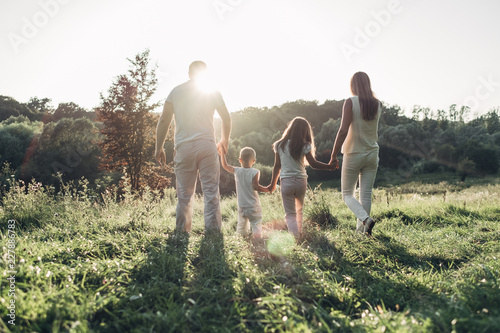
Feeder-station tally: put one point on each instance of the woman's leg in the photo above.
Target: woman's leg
(300, 193)
(367, 179)
(351, 167)
(288, 197)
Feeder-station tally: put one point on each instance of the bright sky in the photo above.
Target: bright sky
(261, 52)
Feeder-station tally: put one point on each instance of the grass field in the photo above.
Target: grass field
(86, 263)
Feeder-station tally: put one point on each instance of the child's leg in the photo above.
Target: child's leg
(300, 193)
(256, 223)
(242, 227)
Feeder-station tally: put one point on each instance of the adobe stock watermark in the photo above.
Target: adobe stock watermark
(222, 7)
(363, 37)
(11, 271)
(31, 26)
(483, 91)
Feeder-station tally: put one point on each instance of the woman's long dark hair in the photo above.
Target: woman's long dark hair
(298, 132)
(361, 86)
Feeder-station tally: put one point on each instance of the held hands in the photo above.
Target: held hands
(222, 147)
(271, 188)
(161, 157)
(334, 163)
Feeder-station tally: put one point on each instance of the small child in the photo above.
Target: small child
(296, 144)
(247, 186)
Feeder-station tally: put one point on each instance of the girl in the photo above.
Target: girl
(296, 144)
(357, 137)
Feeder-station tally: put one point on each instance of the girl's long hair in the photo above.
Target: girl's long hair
(361, 86)
(298, 132)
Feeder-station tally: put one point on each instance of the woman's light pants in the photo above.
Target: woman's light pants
(293, 191)
(193, 158)
(362, 167)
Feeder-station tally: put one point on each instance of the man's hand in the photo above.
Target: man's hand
(161, 157)
(334, 163)
(222, 147)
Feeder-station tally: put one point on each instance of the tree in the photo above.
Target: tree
(16, 137)
(69, 147)
(128, 124)
(9, 107)
(70, 110)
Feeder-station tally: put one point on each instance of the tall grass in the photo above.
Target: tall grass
(92, 263)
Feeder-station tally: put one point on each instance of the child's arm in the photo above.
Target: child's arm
(318, 165)
(226, 166)
(256, 186)
(276, 172)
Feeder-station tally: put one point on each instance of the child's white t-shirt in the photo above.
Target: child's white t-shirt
(247, 196)
(289, 166)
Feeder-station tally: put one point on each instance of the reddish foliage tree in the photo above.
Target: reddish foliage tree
(129, 125)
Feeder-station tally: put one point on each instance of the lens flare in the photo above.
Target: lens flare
(280, 243)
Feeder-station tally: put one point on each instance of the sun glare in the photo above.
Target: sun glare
(204, 82)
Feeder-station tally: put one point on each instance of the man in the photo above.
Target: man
(196, 152)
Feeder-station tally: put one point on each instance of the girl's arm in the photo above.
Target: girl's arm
(276, 172)
(343, 130)
(315, 164)
(256, 186)
(226, 166)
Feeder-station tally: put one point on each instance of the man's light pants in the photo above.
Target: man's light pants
(191, 158)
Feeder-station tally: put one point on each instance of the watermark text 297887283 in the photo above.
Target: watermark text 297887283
(11, 271)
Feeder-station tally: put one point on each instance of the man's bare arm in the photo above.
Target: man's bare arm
(162, 130)
(223, 144)
(256, 185)
(227, 167)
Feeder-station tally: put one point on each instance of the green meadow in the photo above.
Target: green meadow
(87, 262)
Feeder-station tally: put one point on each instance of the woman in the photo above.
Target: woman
(357, 136)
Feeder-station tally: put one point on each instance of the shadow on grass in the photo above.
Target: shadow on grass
(153, 296)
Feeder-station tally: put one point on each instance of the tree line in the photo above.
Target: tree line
(113, 144)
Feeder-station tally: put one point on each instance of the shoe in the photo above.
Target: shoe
(369, 224)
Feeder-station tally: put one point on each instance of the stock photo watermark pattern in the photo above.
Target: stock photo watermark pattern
(31, 26)
(381, 19)
(222, 7)
(11, 271)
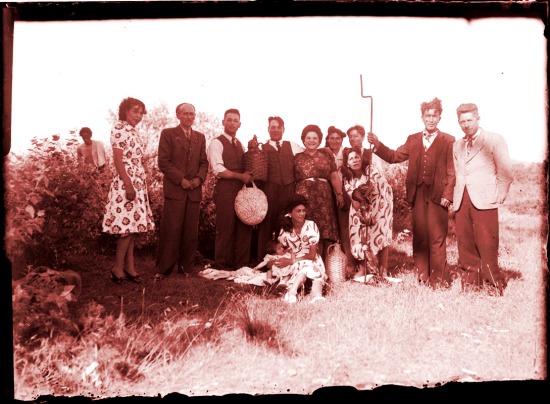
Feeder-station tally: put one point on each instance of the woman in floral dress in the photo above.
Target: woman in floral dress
(127, 213)
(301, 236)
(315, 171)
(371, 212)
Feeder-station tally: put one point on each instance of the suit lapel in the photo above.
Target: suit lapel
(193, 143)
(438, 143)
(418, 145)
(478, 145)
(180, 137)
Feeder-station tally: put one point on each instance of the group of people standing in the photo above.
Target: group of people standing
(316, 196)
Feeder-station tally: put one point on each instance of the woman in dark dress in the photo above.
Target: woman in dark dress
(315, 171)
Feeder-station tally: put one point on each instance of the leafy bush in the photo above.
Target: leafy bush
(396, 175)
(40, 312)
(55, 204)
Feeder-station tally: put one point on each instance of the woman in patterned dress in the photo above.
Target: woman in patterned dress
(315, 172)
(127, 212)
(302, 237)
(371, 212)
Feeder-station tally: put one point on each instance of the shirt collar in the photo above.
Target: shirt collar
(186, 131)
(466, 138)
(425, 133)
(274, 143)
(229, 137)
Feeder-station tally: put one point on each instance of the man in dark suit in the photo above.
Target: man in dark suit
(430, 183)
(182, 159)
(280, 182)
(225, 154)
(483, 179)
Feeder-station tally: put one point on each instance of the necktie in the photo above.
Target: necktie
(428, 137)
(470, 145)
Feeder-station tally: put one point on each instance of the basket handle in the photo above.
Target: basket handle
(253, 185)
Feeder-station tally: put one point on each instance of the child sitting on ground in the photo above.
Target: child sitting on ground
(275, 250)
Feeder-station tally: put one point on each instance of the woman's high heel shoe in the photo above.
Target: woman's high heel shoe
(136, 278)
(116, 279)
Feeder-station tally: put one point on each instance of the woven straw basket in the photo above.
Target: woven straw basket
(336, 264)
(251, 205)
(256, 162)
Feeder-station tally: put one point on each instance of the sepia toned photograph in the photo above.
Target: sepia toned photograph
(274, 202)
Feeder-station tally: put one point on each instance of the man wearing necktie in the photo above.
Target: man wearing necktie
(280, 182)
(233, 237)
(182, 159)
(483, 177)
(430, 182)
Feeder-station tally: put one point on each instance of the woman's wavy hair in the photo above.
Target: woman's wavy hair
(293, 201)
(126, 105)
(346, 172)
(312, 128)
(332, 130)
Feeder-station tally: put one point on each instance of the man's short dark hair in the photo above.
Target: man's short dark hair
(359, 130)
(465, 108)
(232, 111)
(184, 103)
(276, 118)
(84, 131)
(433, 104)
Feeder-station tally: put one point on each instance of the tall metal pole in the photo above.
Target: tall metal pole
(370, 163)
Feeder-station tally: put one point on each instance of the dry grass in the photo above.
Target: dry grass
(241, 339)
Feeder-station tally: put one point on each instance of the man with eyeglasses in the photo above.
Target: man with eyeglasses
(183, 161)
(430, 183)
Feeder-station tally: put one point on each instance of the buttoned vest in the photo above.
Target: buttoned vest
(427, 166)
(232, 155)
(280, 164)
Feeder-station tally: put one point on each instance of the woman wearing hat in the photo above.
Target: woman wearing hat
(370, 214)
(317, 178)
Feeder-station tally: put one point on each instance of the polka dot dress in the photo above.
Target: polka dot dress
(121, 215)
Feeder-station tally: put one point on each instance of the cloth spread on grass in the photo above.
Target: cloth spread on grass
(243, 275)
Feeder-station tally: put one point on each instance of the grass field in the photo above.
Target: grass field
(200, 337)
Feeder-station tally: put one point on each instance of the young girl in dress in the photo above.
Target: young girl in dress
(301, 236)
(275, 251)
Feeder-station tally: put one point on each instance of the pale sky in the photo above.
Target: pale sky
(306, 70)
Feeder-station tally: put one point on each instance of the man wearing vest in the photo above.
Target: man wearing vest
(280, 180)
(182, 159)
(483, 178)
(430, 183)
(233, 237)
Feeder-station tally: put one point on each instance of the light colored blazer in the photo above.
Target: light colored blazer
(486, 171)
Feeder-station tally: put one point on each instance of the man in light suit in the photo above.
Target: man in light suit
(182, 159)
(483, 177)
(430, 181)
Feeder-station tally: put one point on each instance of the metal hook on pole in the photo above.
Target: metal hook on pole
(370, 149)
(367, 96)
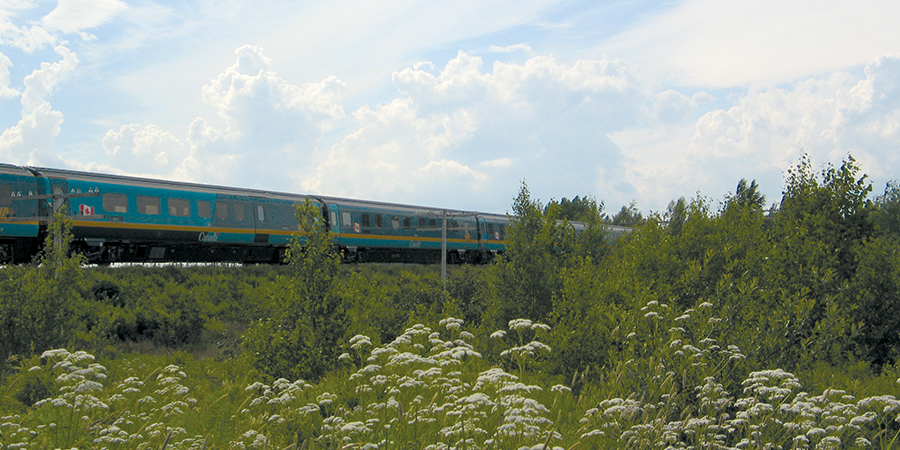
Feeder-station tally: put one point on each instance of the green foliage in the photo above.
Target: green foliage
(886, 216)
(586, 209)
(746, 196)
(302, 337)
(628, 216)
(40, 305)
(526, 279)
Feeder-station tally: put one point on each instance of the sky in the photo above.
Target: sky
(455, 104)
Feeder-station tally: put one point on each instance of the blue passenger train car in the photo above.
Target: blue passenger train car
(19, 214)
(130, 219)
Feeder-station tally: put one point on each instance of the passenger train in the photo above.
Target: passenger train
(130, 219)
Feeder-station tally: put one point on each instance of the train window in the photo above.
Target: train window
(221, 210)
(115, 203)
(148, 205)
(203, 209)
(179, 207)
(5, 195)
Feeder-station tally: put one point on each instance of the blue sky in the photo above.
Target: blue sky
(453, 104)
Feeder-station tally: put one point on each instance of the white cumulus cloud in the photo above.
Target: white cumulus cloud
(5, 90)
(33, 139)
(143, 150)
(474, 133)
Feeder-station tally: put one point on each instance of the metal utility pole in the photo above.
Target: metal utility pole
(444, 248)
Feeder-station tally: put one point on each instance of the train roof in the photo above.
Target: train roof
(218, 189)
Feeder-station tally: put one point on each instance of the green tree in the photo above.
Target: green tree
(886, 214)
(579, 209)
(303, 339)
(40, 305)
(525, 280)
(747, 196)
(676, 215)
(628, 216)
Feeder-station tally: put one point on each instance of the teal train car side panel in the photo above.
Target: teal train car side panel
(16, 208)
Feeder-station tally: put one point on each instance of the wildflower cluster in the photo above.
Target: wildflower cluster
(432, 387)
(278, 409)
(86, 413)
(772, 413)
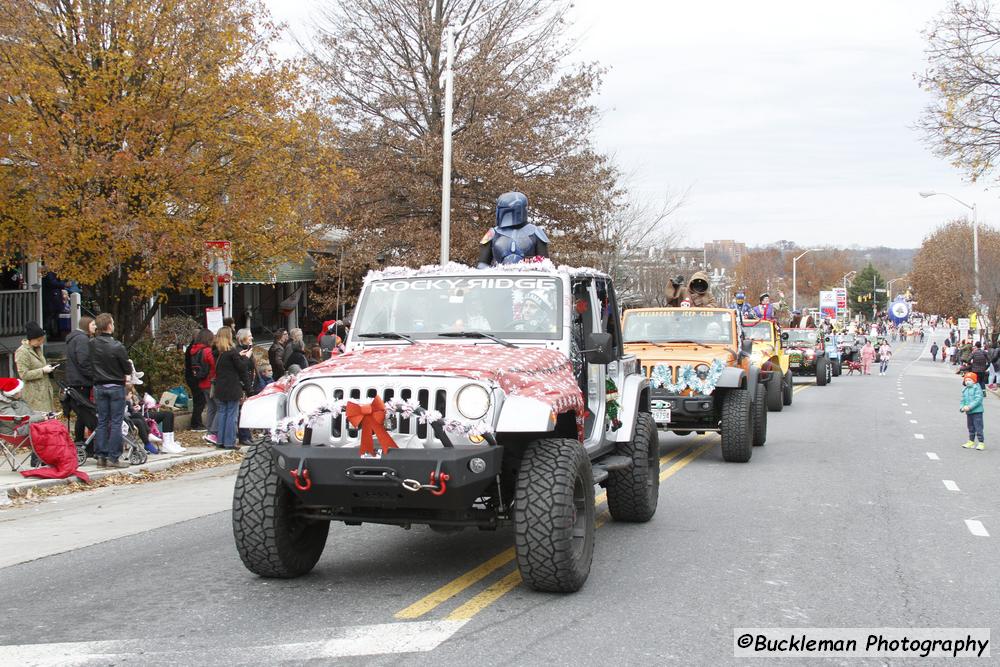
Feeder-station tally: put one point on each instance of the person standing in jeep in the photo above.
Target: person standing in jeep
(111, 366)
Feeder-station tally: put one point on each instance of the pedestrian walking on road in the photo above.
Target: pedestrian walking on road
(979, 363)
(884, 353)
(111, 366)
(867, 357)
(972, 406)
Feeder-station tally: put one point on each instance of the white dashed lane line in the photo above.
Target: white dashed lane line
(976, 528)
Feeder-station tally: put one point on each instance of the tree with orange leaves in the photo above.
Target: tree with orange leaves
(137, 129)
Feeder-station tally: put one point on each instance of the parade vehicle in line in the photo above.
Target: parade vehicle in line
(701, 374)
(807, 354)
(466, 398)
(770, 356)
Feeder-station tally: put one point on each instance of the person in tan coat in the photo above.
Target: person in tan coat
(696, 291)
(35, 370)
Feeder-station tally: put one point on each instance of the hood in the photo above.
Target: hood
(543, 374)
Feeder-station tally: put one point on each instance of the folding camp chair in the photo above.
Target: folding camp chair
(15, 449)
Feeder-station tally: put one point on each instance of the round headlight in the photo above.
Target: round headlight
(309, 397)
(473, 401)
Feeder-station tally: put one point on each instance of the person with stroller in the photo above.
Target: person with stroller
(79, 376)
(111, 366)
(146, 418)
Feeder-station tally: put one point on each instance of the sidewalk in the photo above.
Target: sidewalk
(13, 484)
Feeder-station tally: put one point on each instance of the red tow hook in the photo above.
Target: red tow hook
(439, 481)
(301, 477)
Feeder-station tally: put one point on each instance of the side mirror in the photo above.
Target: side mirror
(599, 349)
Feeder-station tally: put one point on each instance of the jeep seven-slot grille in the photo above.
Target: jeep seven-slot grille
(429, 398)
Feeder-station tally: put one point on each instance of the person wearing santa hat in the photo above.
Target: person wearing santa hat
(12, 405)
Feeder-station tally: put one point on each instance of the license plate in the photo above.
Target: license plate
(661, 415)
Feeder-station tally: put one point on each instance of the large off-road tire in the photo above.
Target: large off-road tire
(822, 371)
(633, 493)
(775, 401)
(270, 539)
(760, 417)
(737, 426)
(554, 515)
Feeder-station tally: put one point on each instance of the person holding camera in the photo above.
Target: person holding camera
(35, 370)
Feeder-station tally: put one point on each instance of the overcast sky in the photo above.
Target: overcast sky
(787, 120)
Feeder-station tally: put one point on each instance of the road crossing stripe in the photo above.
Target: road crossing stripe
(976, 528)
(452, 588)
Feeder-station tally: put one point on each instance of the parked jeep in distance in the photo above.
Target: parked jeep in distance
(701, 375)
(807, 354)
(771, 357)
(467, 398)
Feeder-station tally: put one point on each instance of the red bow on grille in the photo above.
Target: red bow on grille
(369, 418)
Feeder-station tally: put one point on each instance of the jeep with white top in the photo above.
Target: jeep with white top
(466, 398)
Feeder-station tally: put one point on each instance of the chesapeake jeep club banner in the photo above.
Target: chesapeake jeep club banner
(828, 303)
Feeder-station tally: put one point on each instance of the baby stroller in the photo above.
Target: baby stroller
(85, 410)
(17, 450)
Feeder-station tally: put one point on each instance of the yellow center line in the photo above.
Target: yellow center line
(434, 599)
(511, 581)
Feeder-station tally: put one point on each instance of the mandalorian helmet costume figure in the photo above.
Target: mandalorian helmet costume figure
(513, 239)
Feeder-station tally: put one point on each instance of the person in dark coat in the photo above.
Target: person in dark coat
(979, 363)
(233, 380)
(80, 373)
(111, 366)
(276, 353)
(199, 365)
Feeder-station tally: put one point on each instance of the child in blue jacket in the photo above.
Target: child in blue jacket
(972, 406)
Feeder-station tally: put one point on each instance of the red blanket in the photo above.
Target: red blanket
(56, 449)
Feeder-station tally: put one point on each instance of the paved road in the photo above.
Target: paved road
(843, 519)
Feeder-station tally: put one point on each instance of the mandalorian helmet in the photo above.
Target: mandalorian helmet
(512, 210)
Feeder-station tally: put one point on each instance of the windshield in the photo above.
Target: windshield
(801, 337)
(423, 308)
(759, 332)
(682, 324)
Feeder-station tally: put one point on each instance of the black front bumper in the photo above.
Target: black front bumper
(686, 410)
(340, 478)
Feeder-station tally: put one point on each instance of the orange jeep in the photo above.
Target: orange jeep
(701, 374)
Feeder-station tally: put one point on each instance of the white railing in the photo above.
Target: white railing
(17, 308)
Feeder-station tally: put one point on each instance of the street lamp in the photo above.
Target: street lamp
(449, 84)
(975, 237)
(795, 278)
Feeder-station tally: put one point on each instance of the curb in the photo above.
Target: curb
(156, 466)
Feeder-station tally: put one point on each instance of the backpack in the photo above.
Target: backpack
(199, 369)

### WHAT IS NEEDED
All lines from the one containing "top in the photo above." through the end of the records, both ends included, are to be quoted exactly; please add nothing else.

### EXERCISE RESPONSE
Feeder-station tally: put one point on each instance of the jeep with white top in the photo above.
Target: jeep with white top
(466, 398)
Feeder-station tally: put one point on each instance of the chesapeake jeep club banner in the photo above.
Target: chesapeake jeep club banner
(828, 303)
Feeder-station tally: put one point on each instance of the baby stroller in the photo above.
Target: baby stroller
(85, 410)
(17, 450)
Feeder-station tally: put one point on each instance of the yellow center line in the photo above.
Target: yellow center line
(434, 599)
(511, 581)
Feeder-station tally: put one point on each instance of the mandalorian helmet costume figure in the photo above.
Target: mandalorian helmet costume figure
(513, 239)
Feeder-station tally: put one point on each instance of the person in dark coat in the photo above.
Target: person in dark coat
(979, 363)
(233, 380)
(80, 373)
(111, 366)
(276, 353)
(199, 365)
Feeder-station tally: put one point on each instance of the child in blue jacket in the photo above.
Target: child in blue jacket
(972, 406)
Feeder-station tally: put one point on each instance of the red blanket in the photo above.
Target: red blanket
(56, 449)
Feeder-station tally: put one point on each instance of the paved road in the photo above.
Target: paved road
(843, 519)
Feeder-station tally: put one point on each instance of the mandalorian helmet in the photo above.
Target: mandalorian helmet
(512, 210)
Feeder-station tally: put one point on each instance of the windshield in the photo above.
Target: windshield
(801, 337)
(423, 308)
(759, 332)
(682, 324)
Feeder-station tally: put one point on each instance of the black front bumper in the photo above.
Target: black front bumper
(686, 410)
(340, 478)
Feeder-station tally: put one point on each instance of the orange jeep in the photo above.
Target: orange jeep
(701, 374)
Feeder-station tally: put one point on each instance of the white railing in the photo above.
Target: white railing
(17, 308)
Feeder-station tally: put one point on each instance of the street lamp in the photo above.
Target: street lamp
(449, 84)
(975, 237)
(795, 278)
Feeder-station tally: put one point on each instance of the curb in the photo above.
Target: curb
(156, 466)
Feeder-station tally: put one point on each instance of the backpack in the photo above.
Target: backpack
(199, 369)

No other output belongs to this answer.